_ACTIONS TO TAKE_:
a – In the Quintic Ball Roll passage below, reproduce the stretch from "Here's how the" through "the data collected.".
b – Answer these from the Quintic Ball Roll passage below:
(i) Who heads Quintic's U.S. operations?
(ii) How many putts does a golfer hit on the system with his own putter?
(iii) According to MacKay, what does everyone else track?
c – Carry on the Quintic Ball Roll passage below from its final sentence.

_GIVEN PASSAGE_:
Dr. Paul Hurrion is a sports biomechanist into whose putting expertise Padraig Harrington, Lee Westwood and Rory McIlroy have tapped. The rest of us can, too, provided we find a facility that has the Quintic Ball Roll Software and system that Hurrion has developed.
Here's how the Quintic Ball Roll system differs from other putter-fitting software: "We're tracking the golf ball," said Jim MacKay, who heads Quintic's U.S. operations. "Everyone else is tracking the golf club."
The Quintic Ball Roll system is similar to a full-swing launch monitor, but was designed specifically for putting. It captures skid, backspin, roll, launch angle, bounce, ball speed, hook or slice sidespin, and the point at which true roll begins.
"The reason why it's important to track the ball as opposed to the putter, you make adjustments based on what the ball is doing," MacKay said.
Its sales pitch to retailers is simple. Have a golfer bring in his own putter, have him hit up to 10 putts on the system, then try other putters and find which works best for them based on the data collected.

_SUPPLIED DATA_:
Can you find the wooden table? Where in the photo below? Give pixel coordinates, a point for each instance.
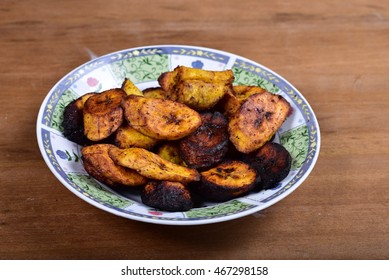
(335, 53)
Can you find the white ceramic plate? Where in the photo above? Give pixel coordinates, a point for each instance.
(299, 134)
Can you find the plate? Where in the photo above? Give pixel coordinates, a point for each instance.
(299, 134)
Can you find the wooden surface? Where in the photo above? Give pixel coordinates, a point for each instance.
(336, 53)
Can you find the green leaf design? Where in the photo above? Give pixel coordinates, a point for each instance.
(57, 117)
(140, 69)
(230, 207)
(296, 142)
(92, 189)
(243, 77)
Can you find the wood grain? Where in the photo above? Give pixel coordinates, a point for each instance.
(335, 53)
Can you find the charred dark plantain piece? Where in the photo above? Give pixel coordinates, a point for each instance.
(171, 152)
(272, 163)
(228, 180)
(208, 144)
(103, 114)
(73, 120)
(99, 165)
(167, 196)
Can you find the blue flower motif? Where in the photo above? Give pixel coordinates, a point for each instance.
(62, 154)
(198, 64)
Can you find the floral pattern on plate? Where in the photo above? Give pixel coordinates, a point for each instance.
(299, 134)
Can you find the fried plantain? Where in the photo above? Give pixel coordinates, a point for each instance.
(103, 114)
(208, 144)
(130, 88)
(272, 163)
(171, 152)
(228, 180)
(257, 120)
(231, 102)
(126, 137)
(196, 88)
(152, 166)
(160, 118)
(167, 196)
(73, 120)
(99, 165)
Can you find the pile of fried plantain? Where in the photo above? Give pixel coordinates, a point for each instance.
(196, 135)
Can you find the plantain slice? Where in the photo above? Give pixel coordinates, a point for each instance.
(171, 152)
(231, 102)
(73, 120)
(160, 118)
(167, 196)
(99, 165)
(197, 88)
(272, 163)
(257, 120)
(103, 114)
(126, 137)
(208, 144)
(152, 166)
(130, 88)
(228, 180)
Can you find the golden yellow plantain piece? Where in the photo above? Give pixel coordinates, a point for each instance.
(257, 120)
(103, 114)
(99, 165)
(197, 88)
(228, 180)
(232, 101)
(130, 88)
(127, 137)
(160, 118)
(152, 166)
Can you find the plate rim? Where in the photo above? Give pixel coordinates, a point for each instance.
(150, 219)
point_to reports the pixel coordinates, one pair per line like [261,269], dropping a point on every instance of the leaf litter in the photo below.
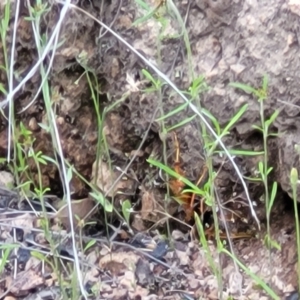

_ANSWERS GIVEN_:
a –
Here's how the Quintic Ball Roll system differs from other putter-fitting software: "We're tracking the golf ball," said Jim MacKay, who heads Quintic's U.S. operations. "Everyone else is tracking the golf club."
The Quintic Ball Roll system is similar to a full-swing launch monitor, but was designed specifically for putting. It captures skid, backspin, roll, launch angle, bounce, ball speed, hook or slice sidespin, and the point at which true roll begins.
"The reason why it's important to track the ball as opposed to the putter, you make adjustments based on what the ball is doing," MacKay said.
Its sales pitch to retailers is simple. Have a golfer bring in his own putter, have him hit up to 10 putts on the system, then try other putters and find which works best for them based on the data collected.

b –
(i) Jim MacKay
(ii) Up to 10
(iii) The golf club

c –
The system works for fitting, instruction and even research and development. Ping and TaylorMade are among the equipment manufacturers employing the system on the latter front. Harrington is among the tour players who uses one at home, as does the LPGA's Beatriz Recari, who won the CVS/pharmacy LPGA Challenge as a rookie last year. Dr. Jim Suttie, who has two golf training centers and counts Loren Roberts among his students, has ordered one, MacKay said.
The cost of the system is $7,500, which features a Quintic 260 frames-per-second camera, a camera stand, calibration t-bar, light and template for marking golf balls, and the software.
"We're really excited about what it is we're doing," MacKay said. "We think we're pioneering what we're doing. It will be a huge help to players and to manufacturers on how to build the putters. It's a great research tool, a good fitting tool, a good coaching tool."